Data for this exercise:
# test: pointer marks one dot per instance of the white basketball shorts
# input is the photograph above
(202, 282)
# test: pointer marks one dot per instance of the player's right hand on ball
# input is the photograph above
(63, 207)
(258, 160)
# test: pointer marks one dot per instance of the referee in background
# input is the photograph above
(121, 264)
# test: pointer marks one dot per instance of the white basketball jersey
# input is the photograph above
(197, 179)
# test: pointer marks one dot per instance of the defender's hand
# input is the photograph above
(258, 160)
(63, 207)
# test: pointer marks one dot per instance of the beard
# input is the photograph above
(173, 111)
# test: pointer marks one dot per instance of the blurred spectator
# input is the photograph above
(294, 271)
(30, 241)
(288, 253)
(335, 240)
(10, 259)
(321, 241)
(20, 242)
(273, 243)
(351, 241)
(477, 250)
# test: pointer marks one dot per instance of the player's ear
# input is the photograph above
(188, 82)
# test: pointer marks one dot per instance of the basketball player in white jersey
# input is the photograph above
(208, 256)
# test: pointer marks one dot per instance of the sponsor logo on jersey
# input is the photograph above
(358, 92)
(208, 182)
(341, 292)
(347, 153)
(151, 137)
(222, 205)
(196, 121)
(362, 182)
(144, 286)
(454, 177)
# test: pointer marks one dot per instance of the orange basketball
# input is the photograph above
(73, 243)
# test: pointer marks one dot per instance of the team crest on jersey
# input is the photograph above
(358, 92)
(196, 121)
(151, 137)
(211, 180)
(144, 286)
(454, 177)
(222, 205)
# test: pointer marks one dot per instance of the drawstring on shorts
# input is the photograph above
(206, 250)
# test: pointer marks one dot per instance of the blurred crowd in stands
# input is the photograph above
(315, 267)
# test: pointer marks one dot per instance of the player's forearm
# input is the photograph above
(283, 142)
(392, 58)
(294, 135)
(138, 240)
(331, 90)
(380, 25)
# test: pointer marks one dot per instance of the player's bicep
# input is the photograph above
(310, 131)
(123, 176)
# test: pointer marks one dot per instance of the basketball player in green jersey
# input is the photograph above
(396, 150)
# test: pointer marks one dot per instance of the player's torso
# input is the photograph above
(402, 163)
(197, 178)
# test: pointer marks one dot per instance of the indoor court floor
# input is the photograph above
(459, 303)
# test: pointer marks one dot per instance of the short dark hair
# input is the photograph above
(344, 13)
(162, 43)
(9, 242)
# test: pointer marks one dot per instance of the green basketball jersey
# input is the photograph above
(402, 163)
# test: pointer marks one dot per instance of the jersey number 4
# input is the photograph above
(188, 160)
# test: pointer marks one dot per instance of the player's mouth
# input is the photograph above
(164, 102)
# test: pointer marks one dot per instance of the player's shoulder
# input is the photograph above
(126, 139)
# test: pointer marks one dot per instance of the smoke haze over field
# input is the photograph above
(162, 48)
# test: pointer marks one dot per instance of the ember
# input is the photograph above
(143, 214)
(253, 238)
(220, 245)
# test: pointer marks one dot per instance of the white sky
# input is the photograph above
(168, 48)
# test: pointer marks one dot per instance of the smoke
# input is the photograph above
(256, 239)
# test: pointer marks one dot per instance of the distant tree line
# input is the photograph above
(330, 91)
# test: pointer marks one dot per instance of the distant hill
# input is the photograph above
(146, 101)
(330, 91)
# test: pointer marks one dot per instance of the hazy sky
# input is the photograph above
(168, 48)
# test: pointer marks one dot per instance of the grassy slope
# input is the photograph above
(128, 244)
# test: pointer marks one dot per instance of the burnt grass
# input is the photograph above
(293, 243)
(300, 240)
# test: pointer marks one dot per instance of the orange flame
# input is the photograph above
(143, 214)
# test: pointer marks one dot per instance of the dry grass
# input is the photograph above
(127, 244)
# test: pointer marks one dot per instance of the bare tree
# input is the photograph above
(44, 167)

Short problem: Rewrite the stretch of the records that starts with the line containing "# test: pointer marks one dot per instance of the dry" and runs through their last line as a numbered list, omitting any blank lines.

Task output:
1. # test: pointer marks one dot per instance of the dry grass
2. # input is the photograph above
3. (127, 244)
4. # test: pointer marks one dot per instance of the bare tree
5. # input is the photograph above
6. (44, 167)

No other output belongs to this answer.